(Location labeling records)
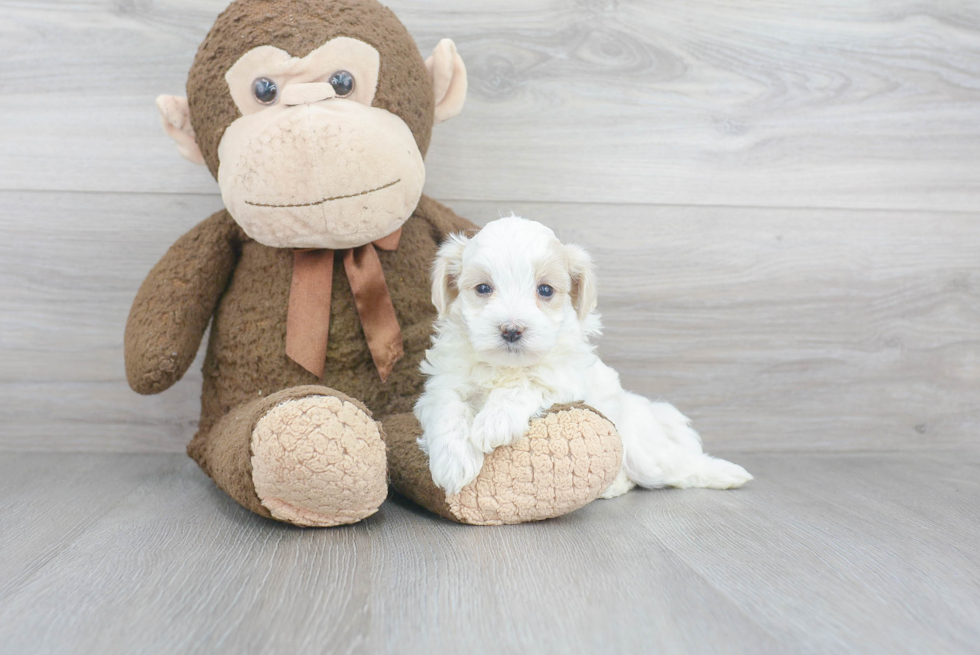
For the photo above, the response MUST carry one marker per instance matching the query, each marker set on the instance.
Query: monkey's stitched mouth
(320, 202)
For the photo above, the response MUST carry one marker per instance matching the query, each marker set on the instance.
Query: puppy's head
(515, 288)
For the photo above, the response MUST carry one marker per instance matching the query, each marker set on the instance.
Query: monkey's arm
(443, 220)
(175, 303)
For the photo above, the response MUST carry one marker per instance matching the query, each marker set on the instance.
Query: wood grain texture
(833, 103)
(843, 553)
(773, 329)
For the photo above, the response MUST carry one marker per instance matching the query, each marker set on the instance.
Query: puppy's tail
(661, 449)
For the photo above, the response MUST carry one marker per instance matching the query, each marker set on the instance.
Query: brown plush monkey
(314, 117)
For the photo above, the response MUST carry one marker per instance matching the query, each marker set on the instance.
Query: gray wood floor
(823, 553)
(782, 198)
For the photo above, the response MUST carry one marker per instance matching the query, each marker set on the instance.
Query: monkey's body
(314, 117)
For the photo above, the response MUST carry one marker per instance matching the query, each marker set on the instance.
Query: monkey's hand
(175, 303)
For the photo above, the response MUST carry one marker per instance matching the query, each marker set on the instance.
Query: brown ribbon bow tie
(308, 320)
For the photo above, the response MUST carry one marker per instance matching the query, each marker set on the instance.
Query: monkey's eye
(265, 91)
(342, 83)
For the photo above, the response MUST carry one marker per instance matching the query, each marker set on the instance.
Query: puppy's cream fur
(515, 279)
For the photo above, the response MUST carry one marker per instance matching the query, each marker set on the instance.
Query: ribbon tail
(308, 320)
(374, 307)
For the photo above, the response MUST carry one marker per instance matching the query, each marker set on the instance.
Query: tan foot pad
(319, 461)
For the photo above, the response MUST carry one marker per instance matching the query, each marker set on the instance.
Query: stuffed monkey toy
(314, 116)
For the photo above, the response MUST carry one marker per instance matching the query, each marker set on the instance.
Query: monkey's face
(310, 163)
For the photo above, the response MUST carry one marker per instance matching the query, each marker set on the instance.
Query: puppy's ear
(585, 294)
(445, 271)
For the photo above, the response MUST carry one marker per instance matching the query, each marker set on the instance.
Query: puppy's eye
(342, 83)
(265, 91)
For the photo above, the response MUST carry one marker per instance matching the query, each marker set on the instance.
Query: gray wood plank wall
(782, 198)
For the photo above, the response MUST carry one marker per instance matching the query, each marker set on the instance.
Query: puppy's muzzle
(511, 333)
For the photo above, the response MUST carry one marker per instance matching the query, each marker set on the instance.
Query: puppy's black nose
(511, 333)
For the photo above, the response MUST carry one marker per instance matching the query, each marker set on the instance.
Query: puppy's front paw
(722, 474)
(496, 426)
(454, 464)
(620, 485)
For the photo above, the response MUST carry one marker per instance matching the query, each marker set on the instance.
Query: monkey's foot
(309, 456)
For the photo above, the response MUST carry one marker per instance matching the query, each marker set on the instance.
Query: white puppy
(516, 319)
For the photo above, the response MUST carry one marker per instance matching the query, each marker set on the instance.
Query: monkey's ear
(448, 73)
(445, 271)
(176, 118)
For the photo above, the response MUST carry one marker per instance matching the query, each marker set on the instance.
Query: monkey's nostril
(511, 333)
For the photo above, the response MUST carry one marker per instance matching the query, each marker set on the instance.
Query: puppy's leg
(505, 417)
(660, 448)
(454, 461)
(620, 485)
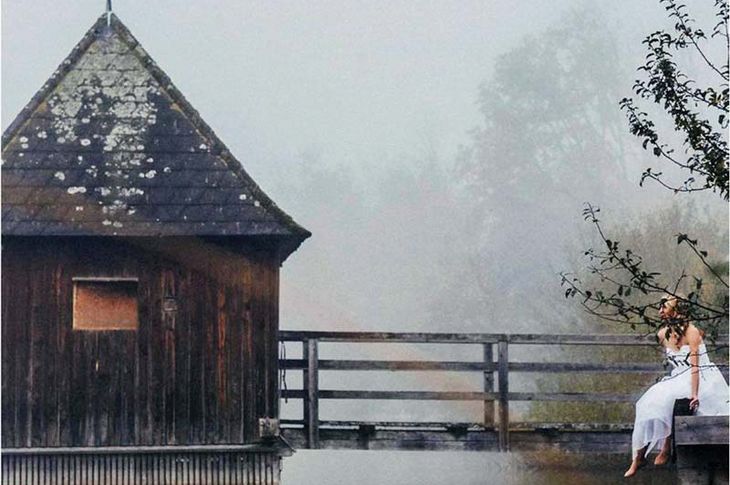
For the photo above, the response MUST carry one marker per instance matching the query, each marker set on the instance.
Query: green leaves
(689, 107)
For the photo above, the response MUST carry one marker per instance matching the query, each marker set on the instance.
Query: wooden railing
(494, 390)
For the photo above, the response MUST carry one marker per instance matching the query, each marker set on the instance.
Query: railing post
(503, 360)
(488, 386)
(310, 382)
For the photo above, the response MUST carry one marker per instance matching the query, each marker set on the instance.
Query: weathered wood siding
(201, 375)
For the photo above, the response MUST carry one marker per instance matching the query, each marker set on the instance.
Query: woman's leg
(638, 461)
(666, 452)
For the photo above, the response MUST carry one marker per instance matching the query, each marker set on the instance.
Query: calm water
(437, 468)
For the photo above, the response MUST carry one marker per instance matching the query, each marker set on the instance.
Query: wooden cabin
(140, 277)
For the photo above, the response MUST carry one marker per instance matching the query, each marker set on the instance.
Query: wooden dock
(496, 432)
(702, 449)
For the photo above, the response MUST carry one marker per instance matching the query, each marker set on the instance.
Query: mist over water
(440, 154)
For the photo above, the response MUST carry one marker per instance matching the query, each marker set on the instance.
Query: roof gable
(109, 146)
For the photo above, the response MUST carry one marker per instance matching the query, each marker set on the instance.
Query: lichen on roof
(109, 146)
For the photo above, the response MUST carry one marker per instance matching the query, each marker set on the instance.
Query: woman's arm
(694, 339)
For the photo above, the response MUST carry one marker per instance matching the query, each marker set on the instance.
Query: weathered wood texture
(476, 338)
(455, 438)
(701, 430)
(312, 433)
(199, 371)
(158, 467)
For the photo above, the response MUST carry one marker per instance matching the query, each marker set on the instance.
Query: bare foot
(635, 465)
(661, 459)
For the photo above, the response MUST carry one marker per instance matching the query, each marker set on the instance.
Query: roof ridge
(66, 65)
(217, 148)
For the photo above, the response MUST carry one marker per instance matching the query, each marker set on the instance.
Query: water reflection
(438, 468)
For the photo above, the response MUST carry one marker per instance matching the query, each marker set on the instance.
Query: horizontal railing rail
(495, 371)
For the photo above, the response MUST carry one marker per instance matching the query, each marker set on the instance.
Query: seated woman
(693, 376)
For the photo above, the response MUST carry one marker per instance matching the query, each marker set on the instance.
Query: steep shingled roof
(109, 146)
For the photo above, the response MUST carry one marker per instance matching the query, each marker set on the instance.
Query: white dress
(654, 409)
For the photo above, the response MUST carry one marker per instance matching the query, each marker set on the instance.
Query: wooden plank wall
(201, 375)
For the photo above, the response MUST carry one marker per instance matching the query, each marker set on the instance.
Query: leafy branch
(688, 106)
(622, 273)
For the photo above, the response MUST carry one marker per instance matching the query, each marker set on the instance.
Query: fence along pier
(496, 432)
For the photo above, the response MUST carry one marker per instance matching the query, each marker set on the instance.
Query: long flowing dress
(654, 409)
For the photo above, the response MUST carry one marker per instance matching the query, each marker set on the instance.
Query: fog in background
(439, 152)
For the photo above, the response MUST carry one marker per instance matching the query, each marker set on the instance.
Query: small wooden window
(105, 304)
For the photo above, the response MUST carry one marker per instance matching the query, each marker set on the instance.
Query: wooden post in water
(488, 386)
(503, 363)
(311, 390)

◆ **WHAT YOU ARE ASKED TO DO**
Repeat each record exactly as shown above, dropping all images.

◆ **FINAL RESULT**
For the photo above, the response MUST carry one marker per instance matching the query, each marker set on the instance.
Query: monkey's stitched mouth
(320, 202)
For the photo above, the response MUST carry one marker per instance matching the query, each marker set on the instance.
Query: puppy's head
(515, 288)
For the photo above, the response MUST carry one marker per instance matching the query, each marker set on the instance.
Query: monkey's arm
(443, 220)
(175, 303)
For the photo above, the response MUST carry one marker per instance matching the query, each marker set on the instance.
Query: wood grain texture
(833, 103)
(843, 553)
(773, 329)
For the photo above, the response MUST carry one marker per instance matching the query, each marker set on the instance.
Query: puppy's tail
(661, 449)
For the photo above, the response MUST carry one marker per instance matching the query, each marker set on the instance.
Query: brown plush monkey
(314, 117)
For the photo above, the response MUST carry one marker per instance matching the query, each marker set on the instance.
Query: gray wood floor
(823, 553)
(782, 198)
For the photo above, the response MUST carry one marker per instance matching the query, each marker set on the instance.
Query: monkey's body
(314, 117)
For the photo above, the response MUST carry one marker per instance matching the query, each marker set on the instance.
Query: monkey's hand
(175, 303)
For the photo above, the response MUST carry one marker per instance matching the query, each marker set on the instance.
Query: brown ribbon bow tie
(308, 320)
For the photo above, the response MUST carry one marker per instance matching the query, each marker set on the instance.
Query: monkey's eye
(265, 91)
(342, 83)
For the photo above, the response MUST carry one marker per instance matching the query, each marker set on the instance.
Query: puppy's cream fur
(515, 279)
For the photo above, the response MUST carry one marker per instance matching the query, each marker set on the instance.
Query: ribbon tail
(308, 320)
(374, 307)
For the photo above, the response MUST carry one marker per instance matching the query, each marker set on the instance.
Query: tan foot pad
(319, 461)
For the photo above, the response MUST carry one marker per instance matching the query, each marker set on the instance.
Query: stuffed monkey toy
(314, 116)
For the photo above, the response MUST carry one marker per instance matching the query, each marker set on the instance.
Query: monkey's face
(310, 163)
For the photo above, the response MUST carry one marker per instance matching the query, each marker set on the instance.
Query: puppy's ear
(585, 294)
(445, 271)
For the photo above, the response MUST carry one marker per instance matching the query, each marker set on the instance.
Query: puppy's eye
(342, 83)
(265, 91)
For the photo above, the response MUST carry one marker per instance matching the query, each marker set on the instance.
Query: gray wood plank wall
(782, 198)
For the photo above, the response MUST carry one marker per instance matching the query, each marker set on the instance.
Query: puppy's muzzle
(511, 333)
For the photo above, the response MUST carry one marker per instance matching the query, each marker set on the instance.
Query: puppy's black nose
(511, 333)
For the photo above, the response MUST carry one marker per instance matching the query, each marker set on the instance.
Query: puppy's front paw
(722, 474)
(496, 426)
(454, 464)
(620, 485)
For the photo above, the response MUST carry one marker per instance matching the query, each marker set on the instance.
Query: monkey's foot
(309, 456)
For the photo above, the response MUST carry one marker per instance matching the query, each marker set on the instance.
Query: white puppy
(516, 319)
For the photo above, the response MUST carry one marker per instance matching the query, each marker set on the instance.
Query: monkey's ear
(448, 73)
(445, 271)
(176, 118)
For the photo above, the response MUST carry one marker per instance matching the query, each marker set on the instance.
Query: monkey's nostril
(511, 333)
For the photo above, the response MUST carry one marker per instance matching the query, each marker set on the instance.
Query: puppy's leg
(505, 417)
(660, 448)
(454, 461)
(620, 485)
For the photo above, the response MUST carry one marker per instance matching the query, each marker set on the instance.
Query: green leaves
(689, 107)
For the photo above, the response MUST carry one marker per instance matching the query, each marker set on the instance.
Query: wooden railing
(494, 390)
For the photo above, the response MUST carry one marker per instance matching the query, each marker set on the instance.
Query: railing post
(503, 360)
(488, 386)
(310, 382)
For the photo above, the response MUST carry one marker per instance matching the query, each marker set on the instance.
Query: weathered wood siding
(201, 375)
For the photo above, the response MUST carry one marker per instance matching the query, each marker set on the instance.
Query: woman's leg
(638, 461)
(666, 452)
For the photo above, the response MUST carry one marker per instance matching the query, each marker set on the instance.
Query: calm water
(437, 468)
For the photo above, the response MUST carry one marker per instance matching the query, each marker set on the instance.
Query: wooden cabin
(140, 277)
For the photo above, the response MUST carry one marker per instance matching the query, each marker set on the instance.
Query: wooden dock
(496, 432)
(702, 449)
For the photo above, the response MUST carry one marker per instance matching the query, each marker set on the instance.
Query: mist over water
(440, 154)
For the photo above, the response MUST carry one marker per instance matching the query, each marker set on the instance.
Query: roof gable
(109, 146)
For the photo above, the response MUST carry one marker per instance matching the query, each marker set on the instance.
Query: lichen on roof
(109, 146)
For the photo above, the response MUST carry one marker per instance matching the query, each marker set on the instance.
Query: woman's arm
(694, 339)
For the photo above, the response MUST carry one marker per instance matching the query, each marker set on the instance.
Query: weathered wood texture
(476, 338)
(455, 438)
(701, 430)
(312, 433)
(199, 371)
(158, 467)
For the photo above, the response MUST carry one marker per instance matching the query, each marker set on the instance.
Query: bare foot
(635, 465)
(661, 459)
For the photo above, the response MUST carry one marker per instance matching the query, each marker set on the instance.
Query: roof ridge
(66, 65)
(217, 148)
For the photo above, the response MUST carry one marker per instance matching the query, each marker set on the instance.
Query: water reflection
(438, 468)
For the photo above, the response MUST carry one marker per instance matching the query, each marker set on the instance.
Query: horizontal railing rail
(495, 371)
For the photo above, the response MUST carry one marker per instance matching the query, each marker set on the instance.
Query: seated woman
(693, 376)
For the photo above, the response MUST carry one marker per instance matching the query, each marker set on the instance.
Query: steep shingled roof
(109, 146)
For the photo above, the response MUST carry one marker per instance matching the query, each marker set on the instance.
Query: white dress
(654, 409)
For the photo above, the response MUST carry one marker per instance matching the query, each marker set on the instance.
Query: wooden plank wall
(201, 375)
For the photo above, the response MUST carry one marker per instance matching the query, each marker set on the instance.
Query: leafy branch
(688, 106)
(622, 273)
For the photo above, the response MUST carry one marker per instance matching the query, each marker set on the instance.
Query: fence along pier
(496, 432)
For the photo above, the response MUST carry one marker per instance matching the query, each marker set on the instance.
Query: long flowing dress
(654, 409)
For the photo above, the response MUST carry one marker per instance matching the query, each marker set on the instance.
Query: fog in background
(439, 152)
For the photo above, the response MUST carry one marker per instance matching the query, each marker set on the instance.
Query: small wooden window
(105, 304)
For the photo above, the response MUST carry one marker per instance matching the query, each marker set on the instance.
Query: wooden post in water
(488, 386)
(503, 363)
(311, 390)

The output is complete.